What to do:
From the line with "For practice, label the blue sea" through the final line, please write out the listing exactly, including both of those lines.

___ Data listing ___

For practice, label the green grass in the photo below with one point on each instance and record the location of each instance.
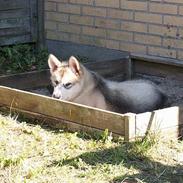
(22, 58)
(31, 153)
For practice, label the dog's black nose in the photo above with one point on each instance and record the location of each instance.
(55, 96)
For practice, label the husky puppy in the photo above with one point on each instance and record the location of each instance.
(73, 82)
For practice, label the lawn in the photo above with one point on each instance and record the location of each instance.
(33, 153)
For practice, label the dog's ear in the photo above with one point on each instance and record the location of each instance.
(74, 65)
(53, 63)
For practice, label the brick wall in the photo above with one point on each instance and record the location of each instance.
(151, 27)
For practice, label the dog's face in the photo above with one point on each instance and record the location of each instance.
(66, 78)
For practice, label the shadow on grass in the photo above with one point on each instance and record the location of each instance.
(123, 155)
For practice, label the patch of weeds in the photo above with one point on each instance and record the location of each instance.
(22, 57)
(9, 161)
(141, 147)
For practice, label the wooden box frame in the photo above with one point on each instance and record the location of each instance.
(57, 113)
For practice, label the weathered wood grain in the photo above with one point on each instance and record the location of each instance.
(80, 114)
(13, 4)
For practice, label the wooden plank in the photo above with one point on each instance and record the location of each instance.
(15, 22)
(157, 121)
(40, 24)
(15, 39)
(80, 114)
(34, 20)
(13, 4)
(15, 31)
(17, 13)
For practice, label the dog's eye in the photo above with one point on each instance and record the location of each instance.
(56, 82)
(67, 85)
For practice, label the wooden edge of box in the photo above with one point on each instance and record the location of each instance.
(62, 110)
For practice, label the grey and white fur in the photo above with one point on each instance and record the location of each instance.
(73, 82)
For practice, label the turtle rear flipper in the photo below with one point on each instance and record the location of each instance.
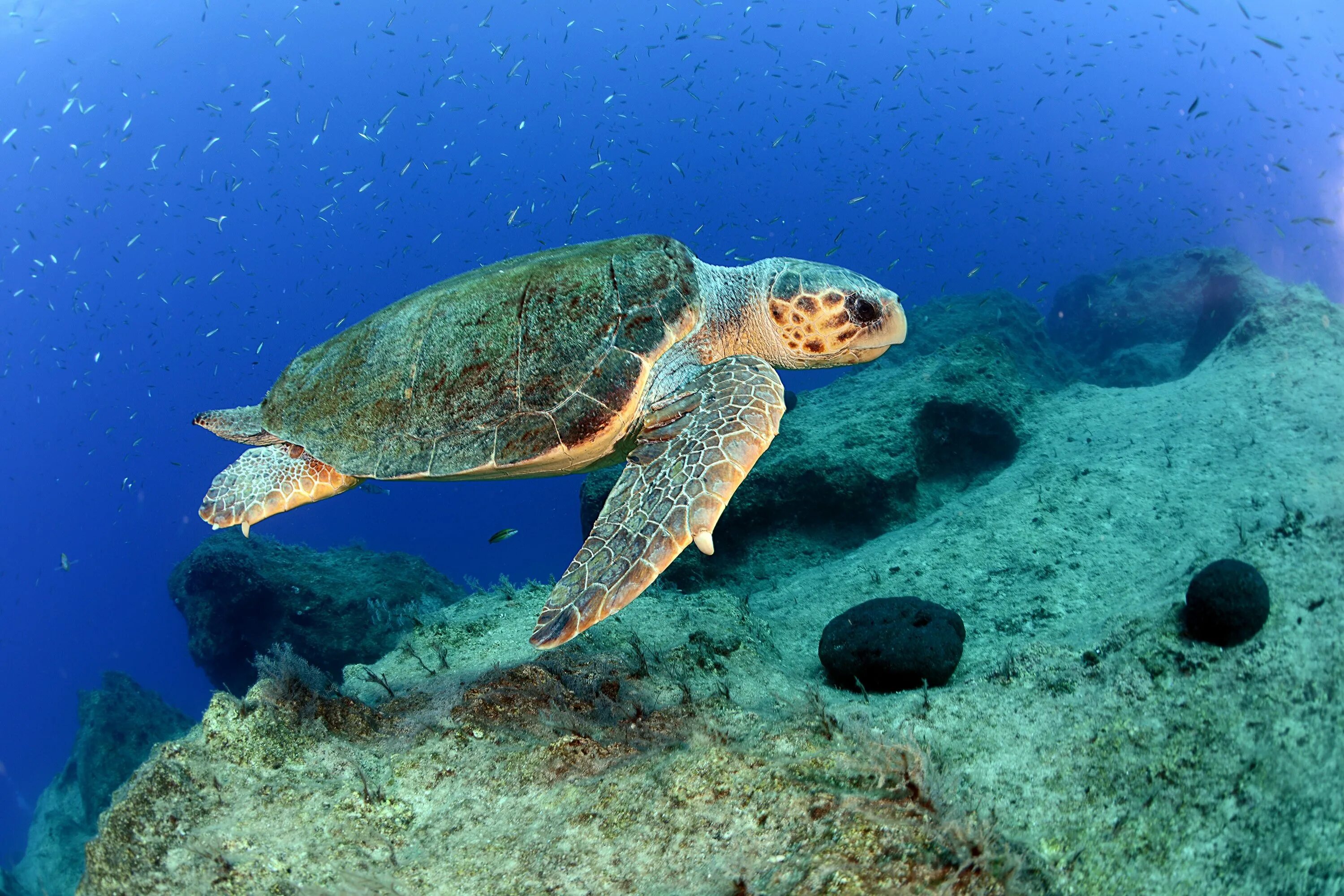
(237, 425)
(269, 480)
(693, 454)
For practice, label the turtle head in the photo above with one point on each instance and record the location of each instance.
(827, 316)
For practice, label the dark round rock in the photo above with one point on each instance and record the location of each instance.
(892, 644)
(1226, 604)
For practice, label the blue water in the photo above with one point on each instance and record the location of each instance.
(193, 193)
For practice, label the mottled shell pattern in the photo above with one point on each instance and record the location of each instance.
(531, 366)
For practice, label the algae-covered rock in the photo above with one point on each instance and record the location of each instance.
(690, 745)
(617, 767)
(347, 605)
(119, 725)
(1155, 319)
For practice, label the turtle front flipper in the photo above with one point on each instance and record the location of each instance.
(267, 481)
(695, 449)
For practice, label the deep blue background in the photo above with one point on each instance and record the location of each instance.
(406, 143)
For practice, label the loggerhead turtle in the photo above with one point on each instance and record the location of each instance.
(562, 362)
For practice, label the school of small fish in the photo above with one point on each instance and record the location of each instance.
(197, 195)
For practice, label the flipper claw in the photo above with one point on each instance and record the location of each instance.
(691, 457)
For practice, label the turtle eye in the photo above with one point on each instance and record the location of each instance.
(862, 311)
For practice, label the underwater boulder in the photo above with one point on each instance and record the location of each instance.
(119, 725)
(892, 644)
(1154, 320)
(347, 605)
(1226, 604)
(999, 316)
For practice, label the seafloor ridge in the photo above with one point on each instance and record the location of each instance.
(1057, 483)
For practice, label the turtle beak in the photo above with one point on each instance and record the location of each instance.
(887, 331)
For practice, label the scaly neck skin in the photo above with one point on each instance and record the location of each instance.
(736, 317)
(733, 322)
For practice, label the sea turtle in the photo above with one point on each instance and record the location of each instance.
(562, 362)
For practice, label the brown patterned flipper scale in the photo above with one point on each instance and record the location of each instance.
(695, 449)
(267, 481)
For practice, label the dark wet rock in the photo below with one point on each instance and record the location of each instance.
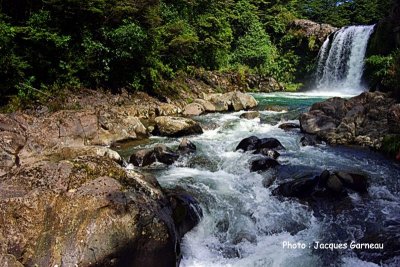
(143, 157)
(193, 109)
(300, 188)
(394, 119)
(323, 186)
(260, 145)
(290, 172)
(354, 181)
(203, 162)
(289, 126)
(268, 153)
(8, 260)
(232, 101)
(207, 105)
(310, 140)
(243, 236)
(269, 143)
(362, 120)
(263, 164)
(334, 183)
(186, 211)
(249, 143)
(186, 146)
(250, 115)
(176, 126)
(165, 155)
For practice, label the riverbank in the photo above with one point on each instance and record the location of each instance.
(65, 195)
(369, 120)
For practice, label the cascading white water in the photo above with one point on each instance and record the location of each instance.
(341, 60)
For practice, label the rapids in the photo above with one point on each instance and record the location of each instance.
(245, 225)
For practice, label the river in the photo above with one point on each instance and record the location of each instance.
(245, 225)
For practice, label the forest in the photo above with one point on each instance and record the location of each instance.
(47, 46)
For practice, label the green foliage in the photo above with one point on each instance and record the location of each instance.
(340, 13)
(384, 72)
(49, 45)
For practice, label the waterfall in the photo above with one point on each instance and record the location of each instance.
(341, 60)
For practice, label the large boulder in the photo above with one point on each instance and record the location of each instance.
(85, 212)
(243, 101)
(310, 140)
(176, 126)
(269, 143)
(263, 164)
(193, 109)
(255, 143)
(326, 185)
(165, 155)
(249, 143)
(232, 101)
(250, 115)
(288, 126)
(143, 157)
(186, 146)
(207, 105)
(270, 153)
(362, 120)
(393, 118)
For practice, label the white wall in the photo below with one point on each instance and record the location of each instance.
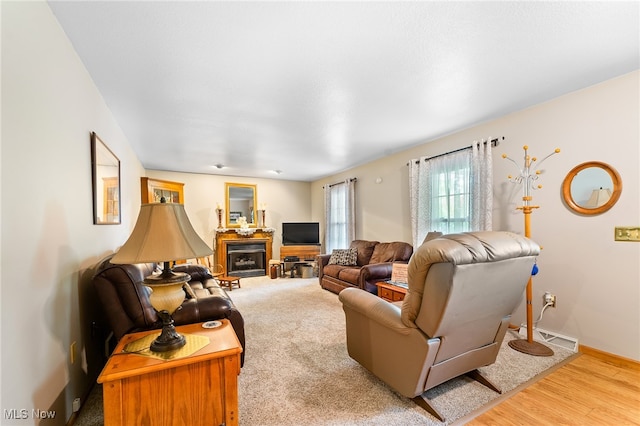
(595, 278)
(49, 107)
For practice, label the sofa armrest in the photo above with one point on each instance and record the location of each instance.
(197, 272)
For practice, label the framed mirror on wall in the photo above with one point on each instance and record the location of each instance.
(105, 176)
(240, 201)
(591, 188)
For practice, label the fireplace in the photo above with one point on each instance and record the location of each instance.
(246, 259)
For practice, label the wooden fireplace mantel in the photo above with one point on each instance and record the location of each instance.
(230, 236)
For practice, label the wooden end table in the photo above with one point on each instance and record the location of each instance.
(229, 282)
(198, 389)
(391, 292)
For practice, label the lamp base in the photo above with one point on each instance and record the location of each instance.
(169, 339)
(530, 348)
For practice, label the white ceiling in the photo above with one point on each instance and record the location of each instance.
(314, 88)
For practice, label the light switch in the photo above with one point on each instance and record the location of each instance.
(627, 233)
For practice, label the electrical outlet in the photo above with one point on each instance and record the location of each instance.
(627, 233)
(549, 298)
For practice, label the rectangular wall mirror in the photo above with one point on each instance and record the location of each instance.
(105, 174)
(240, 202)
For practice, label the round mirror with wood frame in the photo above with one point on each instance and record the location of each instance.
(591, 188)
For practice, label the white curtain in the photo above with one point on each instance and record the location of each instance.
(339, 213)
(451, 192)
(481, 186)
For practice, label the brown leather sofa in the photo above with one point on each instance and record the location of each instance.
(374, 263)
(125, 299)
(462, 291)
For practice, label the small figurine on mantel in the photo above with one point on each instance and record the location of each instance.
(242, 221)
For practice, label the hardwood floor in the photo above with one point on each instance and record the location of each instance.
(593, 389)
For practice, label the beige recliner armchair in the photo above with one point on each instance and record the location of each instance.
(462, 291)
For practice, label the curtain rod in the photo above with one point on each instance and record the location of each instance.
(494, 142)
(338, 183)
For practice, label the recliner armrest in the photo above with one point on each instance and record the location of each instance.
(375, 272)
(373, 307)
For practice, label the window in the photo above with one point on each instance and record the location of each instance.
(450, 196)
(451, 193)
(339, 215)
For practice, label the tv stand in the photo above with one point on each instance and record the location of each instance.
(305, 253)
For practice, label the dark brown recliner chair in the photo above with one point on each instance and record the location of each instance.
(125, 299)
(462, 291)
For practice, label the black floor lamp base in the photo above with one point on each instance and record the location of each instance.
(530, 348)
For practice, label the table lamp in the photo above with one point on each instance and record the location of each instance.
(163, 233)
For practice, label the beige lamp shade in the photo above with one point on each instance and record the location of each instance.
(598, 198)
(162, 233)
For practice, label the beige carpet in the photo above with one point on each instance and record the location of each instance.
(297, 371)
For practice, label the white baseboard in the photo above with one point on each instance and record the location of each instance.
(552, 338)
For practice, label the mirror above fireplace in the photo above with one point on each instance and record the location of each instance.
(240, 201)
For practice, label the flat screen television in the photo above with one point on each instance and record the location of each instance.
(300, 233)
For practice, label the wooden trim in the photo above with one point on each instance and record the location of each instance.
(610, 358)
(149, 185)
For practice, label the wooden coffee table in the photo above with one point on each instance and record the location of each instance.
(229, 282)
(199, 389)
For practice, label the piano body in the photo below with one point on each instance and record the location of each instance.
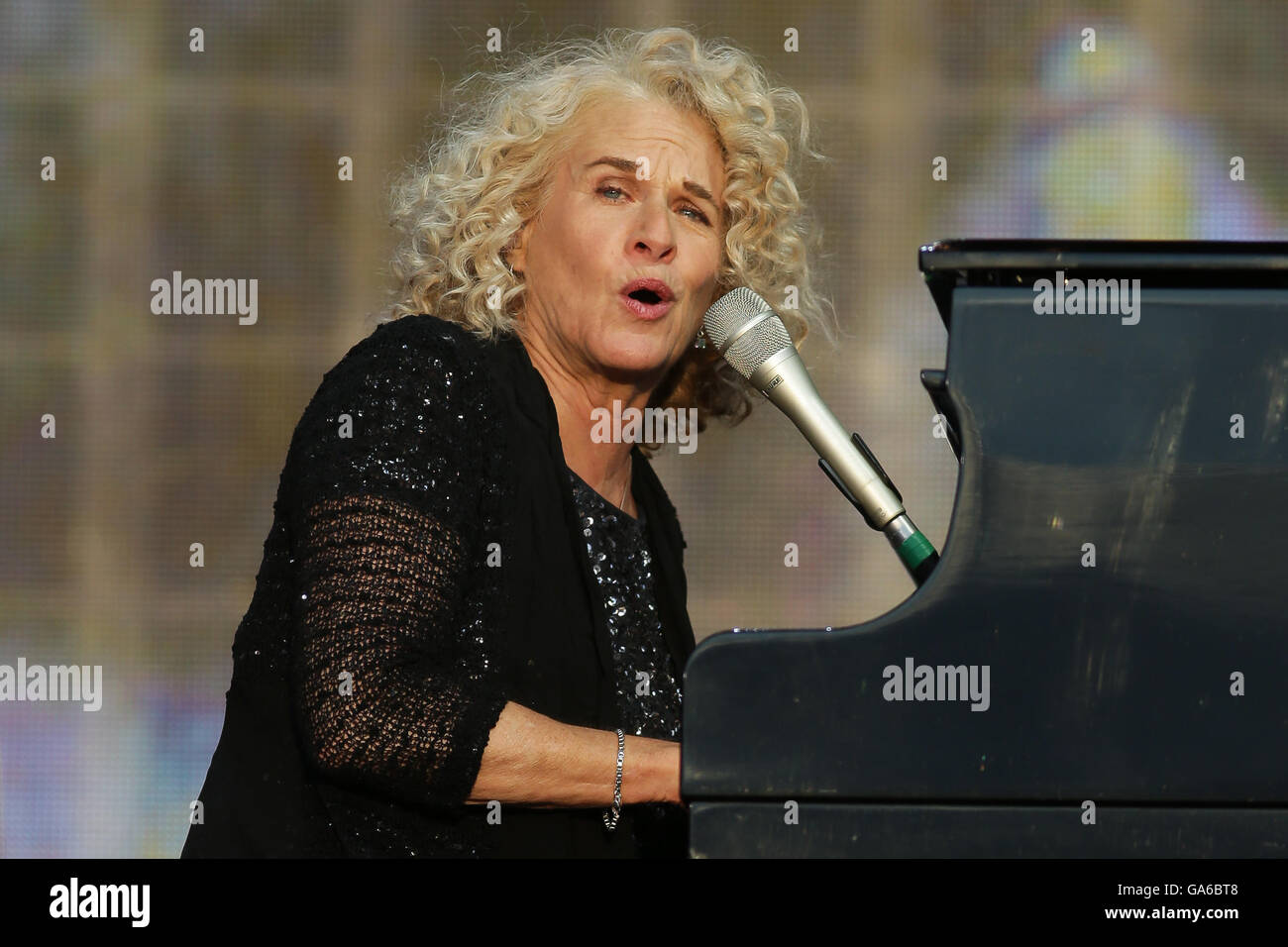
(1133, 707)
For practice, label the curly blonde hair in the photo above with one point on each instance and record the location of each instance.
(463, 204)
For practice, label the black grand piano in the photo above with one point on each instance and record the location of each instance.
(1115, 564)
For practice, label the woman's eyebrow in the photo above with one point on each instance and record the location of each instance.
(629, 166)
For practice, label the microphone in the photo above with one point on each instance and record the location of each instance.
(754, 341)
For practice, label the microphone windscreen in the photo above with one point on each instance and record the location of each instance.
(730, 315)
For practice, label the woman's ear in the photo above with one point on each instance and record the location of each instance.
(515, 256)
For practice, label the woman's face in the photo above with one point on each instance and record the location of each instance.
(653, 214)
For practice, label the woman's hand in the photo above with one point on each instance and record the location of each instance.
(537, 762)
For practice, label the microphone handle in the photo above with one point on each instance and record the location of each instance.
(845, 459)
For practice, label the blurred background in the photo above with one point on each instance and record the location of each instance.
(172, 429)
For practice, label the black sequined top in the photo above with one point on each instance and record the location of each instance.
(426, 565)
(648, 692)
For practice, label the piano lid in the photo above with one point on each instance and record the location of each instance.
(1212, 263)
(1115, 564)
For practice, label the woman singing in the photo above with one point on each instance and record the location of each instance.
(469, 629)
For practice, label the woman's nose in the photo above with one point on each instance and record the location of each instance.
(653, 227)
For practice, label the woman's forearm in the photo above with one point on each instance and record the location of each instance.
(535, 761)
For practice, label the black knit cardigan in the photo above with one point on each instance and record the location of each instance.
(425, 565)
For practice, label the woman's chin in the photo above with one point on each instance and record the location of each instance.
(636, 357)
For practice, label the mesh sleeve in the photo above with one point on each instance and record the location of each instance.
(394, 659)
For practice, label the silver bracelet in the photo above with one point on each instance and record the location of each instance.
(617, 789)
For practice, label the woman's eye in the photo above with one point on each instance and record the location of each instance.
(605, 188)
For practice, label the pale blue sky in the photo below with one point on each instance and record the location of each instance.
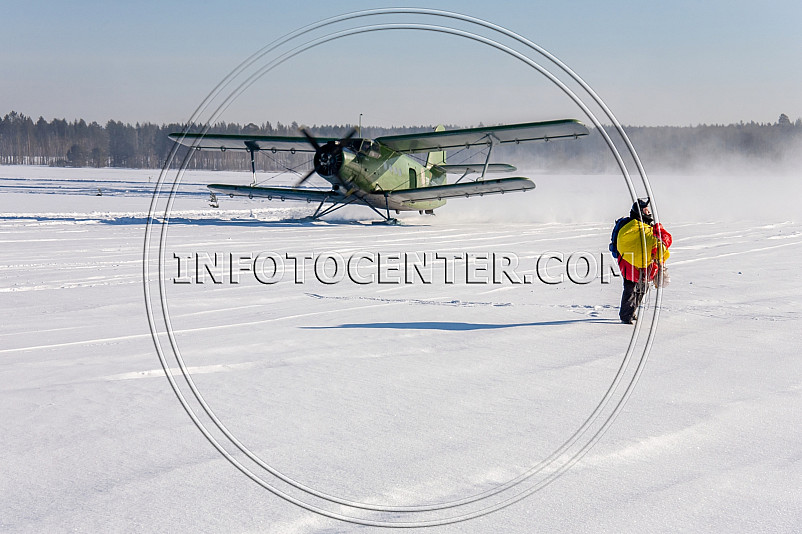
(682, 62)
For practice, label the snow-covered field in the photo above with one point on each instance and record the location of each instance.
(392, 393)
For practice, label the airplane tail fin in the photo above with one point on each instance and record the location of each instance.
(436, 158)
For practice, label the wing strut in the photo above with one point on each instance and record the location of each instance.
(490, 143)
(252, 148)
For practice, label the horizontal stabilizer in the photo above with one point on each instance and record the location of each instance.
(467, 189)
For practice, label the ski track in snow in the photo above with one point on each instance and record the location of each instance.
(397, 394)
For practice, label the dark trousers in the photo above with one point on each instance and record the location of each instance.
(630, 299)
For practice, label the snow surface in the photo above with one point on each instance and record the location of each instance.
(397, 394)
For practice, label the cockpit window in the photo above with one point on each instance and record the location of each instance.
(370, 148)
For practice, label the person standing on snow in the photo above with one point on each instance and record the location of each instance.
(632, 237)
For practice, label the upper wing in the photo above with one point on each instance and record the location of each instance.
(466, 137)
(475, 167)
(278, 193)
(272, 143)
(468, 189)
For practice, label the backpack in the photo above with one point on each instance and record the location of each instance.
(614, 237)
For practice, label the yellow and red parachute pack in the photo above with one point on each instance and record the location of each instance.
(641, 246)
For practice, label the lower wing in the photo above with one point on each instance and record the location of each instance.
(468, 189)
(277, 193)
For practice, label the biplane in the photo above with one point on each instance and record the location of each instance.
(381, 173)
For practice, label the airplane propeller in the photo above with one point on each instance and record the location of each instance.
(328, 157)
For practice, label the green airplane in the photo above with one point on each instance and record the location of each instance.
(380, 173)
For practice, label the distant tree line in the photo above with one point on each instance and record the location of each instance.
(24, 141)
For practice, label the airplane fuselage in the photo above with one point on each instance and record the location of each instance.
(371, 169)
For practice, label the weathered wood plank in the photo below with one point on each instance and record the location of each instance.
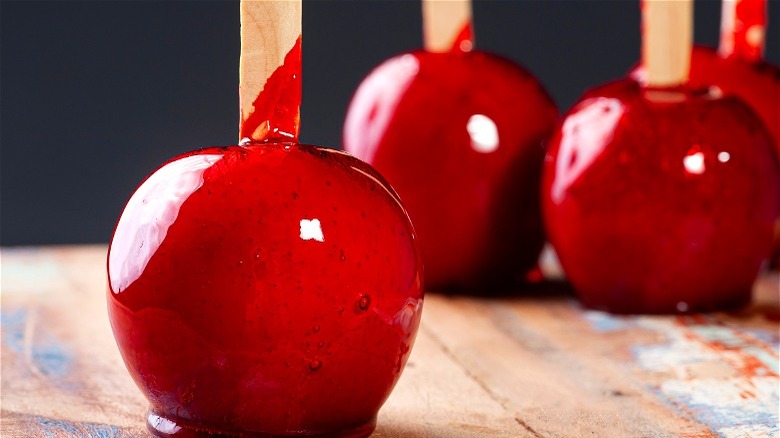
(534, 365)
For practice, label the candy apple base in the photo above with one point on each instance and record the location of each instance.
(164, 428)
(659, 201)
(272, 289)
(460, 136)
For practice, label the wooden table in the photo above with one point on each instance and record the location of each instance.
(534, 365)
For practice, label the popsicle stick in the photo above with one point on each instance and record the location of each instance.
(667, 38)
(270, 70)
(447, 25)
(743, 29)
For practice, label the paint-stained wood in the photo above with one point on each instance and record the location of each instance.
(535, 364)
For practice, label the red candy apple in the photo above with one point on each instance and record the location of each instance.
(660, 199)
(265, 289)
(459, 135)
(737, 68)
(269, 288)
(660, 206)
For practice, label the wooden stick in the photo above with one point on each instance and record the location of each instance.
(447, 25)
(270, 70)
(667, 28)
(743, 29)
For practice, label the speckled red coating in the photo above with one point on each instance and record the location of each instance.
(265, 289)
(660, 207)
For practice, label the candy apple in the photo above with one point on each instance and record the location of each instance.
(460, 136)
(660, 200)
(272, 288)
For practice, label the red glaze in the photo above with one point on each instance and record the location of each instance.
(744, 38)
(659, 207)
(264, 289)
(757, 83)
(460, 137)
(277, 108)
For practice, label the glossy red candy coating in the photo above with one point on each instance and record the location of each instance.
(267, 289)
(460, 137)
(756, 83)
(660, 207)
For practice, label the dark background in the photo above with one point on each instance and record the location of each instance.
(95, 95)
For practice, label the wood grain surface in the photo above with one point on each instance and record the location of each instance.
(535, 364)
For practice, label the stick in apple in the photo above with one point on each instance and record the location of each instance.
(270, 71)
(667, 28)
(219, 270)
(447, 25)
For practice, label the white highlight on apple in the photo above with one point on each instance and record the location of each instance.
(483, 132)
(311, 230)
(149, 213)
(694, 163)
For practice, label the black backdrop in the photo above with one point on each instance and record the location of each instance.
(96, 94)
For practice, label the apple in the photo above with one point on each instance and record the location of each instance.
(460, 136)
(660, 200)
(271, 289)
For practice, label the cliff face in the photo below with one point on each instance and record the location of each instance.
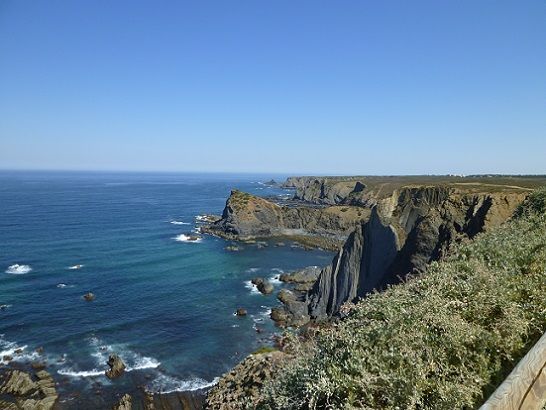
(247, 216)
(418, 229)
(329, 191)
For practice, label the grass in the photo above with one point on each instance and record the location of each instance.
(444, 340)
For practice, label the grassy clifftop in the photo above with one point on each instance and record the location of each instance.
(444, 340)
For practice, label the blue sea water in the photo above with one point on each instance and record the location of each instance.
(163, 304)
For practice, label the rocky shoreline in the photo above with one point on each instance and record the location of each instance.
(382, 231)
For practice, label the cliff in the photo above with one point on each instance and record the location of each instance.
(419, 227)
(247, 217)
(441, 340)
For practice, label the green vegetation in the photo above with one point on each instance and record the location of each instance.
(444, 340)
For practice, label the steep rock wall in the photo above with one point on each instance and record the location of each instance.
(420, 229)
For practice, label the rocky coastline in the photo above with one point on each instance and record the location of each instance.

___

Solution to the exercise:
For practice, label the blue sea water in the photo above with one point on each instance and record the location of each instance.
(163, 304)
For practice, label the rocky shoreline in the photo above with one point on each instance and record the location of each instance.
(382, 231)
For practice, label the cliff in the photo above with one point on each instance and record the location of each instance.
(419, 227)
(247, 217)
(441, 340)
For practice, label the green vegetation in the photo above with one point on each instance and record the location of each instance.
(444, 340)
For practice, label the steep rock wall in the photo above with one point on each instance and record the location of each instance.
(420, 229)
For practice, label the rocky coastline in the photo above with one point on each instance and record the location of each instance.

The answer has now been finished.